• **GIVEN RECORDS**:
○ ○ ○

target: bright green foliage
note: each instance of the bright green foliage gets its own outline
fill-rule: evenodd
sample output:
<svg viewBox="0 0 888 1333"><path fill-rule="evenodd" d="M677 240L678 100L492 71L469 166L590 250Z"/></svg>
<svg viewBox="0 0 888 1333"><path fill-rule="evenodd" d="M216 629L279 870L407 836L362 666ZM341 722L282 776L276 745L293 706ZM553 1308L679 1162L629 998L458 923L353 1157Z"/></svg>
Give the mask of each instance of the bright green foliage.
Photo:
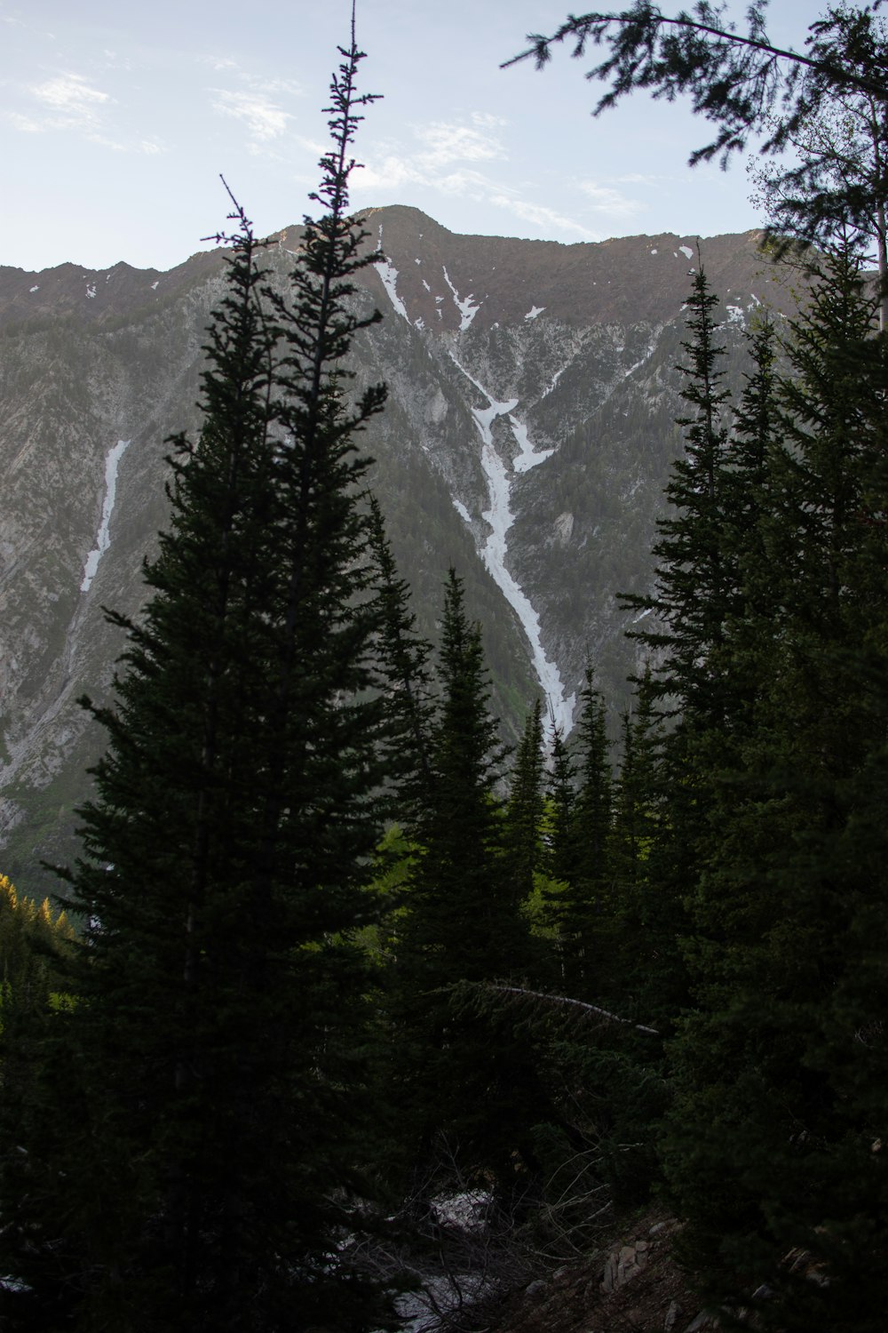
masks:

○ ○ ○

• **WORK TO DO**: Give every line of the listing above as a numbered list, skipping blank lines and leaving the pictures out.

• **SOLUTION TO THIS EXERCISE**:
1. target: bright green foliage
2. note: each instance of the bright green foliage gets its own outline
3. fill-rule: evenodd
4. sample output:
5. <svg viewBox="0 0 888 1333"><path fill-rule="evenodd" d="M677 240L678 100L492 71L469 166L590 250Z"/></svg>
6. <svg viewBox="0 0 888 1333"><path fill-rule="evenodd" d="M216 629L279 870L407 836L362 666ZM341 722L282 776L276 745L293 706ZM553 1308L679 1162L629 998L458 923L353 1157Z"/></svg>
7. Give the mask of each instance of the bright green foliage.
8. Photo:
9. masks:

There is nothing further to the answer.